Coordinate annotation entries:
::::

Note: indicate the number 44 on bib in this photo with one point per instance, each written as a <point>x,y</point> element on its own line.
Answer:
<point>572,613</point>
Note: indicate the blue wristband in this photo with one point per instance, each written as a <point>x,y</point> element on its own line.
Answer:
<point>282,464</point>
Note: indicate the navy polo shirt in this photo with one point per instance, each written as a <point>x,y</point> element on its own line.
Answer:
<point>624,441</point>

::::

EXERCISE AIM – Rewrite all the entries, substituting "mark" for every "indicate" and changing nothing else.

EXERCISE ANSWER –
Note: mark the number 44 on bib in this photo with one point per instance, each written as a <point>x,y</point> element on its own line.
Answer:
<point>572,613</point>
Note: mark the blue wristband in this photo with one point per instance, each written as a <point>x,y</point> element on its own line.
Answer:
<point>282,464</point>
Note: mark the navy polo shirt in this photo with one point per instance, each written as a <point>x,y</point> element on its own line.
Answer:
<point>624,441</point>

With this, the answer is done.